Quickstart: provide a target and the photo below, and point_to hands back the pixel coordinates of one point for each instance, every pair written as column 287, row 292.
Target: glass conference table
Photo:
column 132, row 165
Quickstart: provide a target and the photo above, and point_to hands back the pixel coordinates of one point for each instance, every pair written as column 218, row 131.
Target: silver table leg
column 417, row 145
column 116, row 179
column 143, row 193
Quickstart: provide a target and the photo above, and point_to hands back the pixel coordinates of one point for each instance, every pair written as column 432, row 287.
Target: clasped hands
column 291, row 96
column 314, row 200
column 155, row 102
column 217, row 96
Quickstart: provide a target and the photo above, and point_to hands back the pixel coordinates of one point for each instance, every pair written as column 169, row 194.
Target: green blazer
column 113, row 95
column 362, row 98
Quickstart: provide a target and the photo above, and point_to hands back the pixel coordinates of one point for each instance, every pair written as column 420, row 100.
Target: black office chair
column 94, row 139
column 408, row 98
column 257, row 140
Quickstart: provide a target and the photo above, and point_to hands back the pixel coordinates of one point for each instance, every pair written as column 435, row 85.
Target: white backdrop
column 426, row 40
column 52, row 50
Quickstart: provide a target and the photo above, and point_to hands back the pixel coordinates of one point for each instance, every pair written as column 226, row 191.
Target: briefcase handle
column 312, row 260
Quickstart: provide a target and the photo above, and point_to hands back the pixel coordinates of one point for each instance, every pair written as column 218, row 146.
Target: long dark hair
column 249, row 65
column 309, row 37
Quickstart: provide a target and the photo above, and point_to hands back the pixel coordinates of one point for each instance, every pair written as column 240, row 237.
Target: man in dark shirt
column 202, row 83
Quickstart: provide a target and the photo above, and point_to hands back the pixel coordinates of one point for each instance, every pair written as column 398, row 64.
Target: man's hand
|---|
- Exercise goal
Copy the records word for word, starting at the line that contains "218, row 146." and ending at the last line of the records, with both of those lines included.

- Reply to the task
Quickstart: provide a target and the photo above, and point_to hands back the pixel coordinates of one point for each instance, every pair written as column 218, row 146.
Target: long dark hair
column 249, row 65
column 309, row 37
Quickstart: provide a target and the photo above, and point_to hands back the pixel coordinates of one point for each instance, every pair written as column 240, row 237.
Target: man in dark shirt
column 202, row 83
Quickstart: provide a target and the photo above, and point_to hands back the pixel coordinates of one point for each instance, every pair written as column 398, row 64.
Target: man's hand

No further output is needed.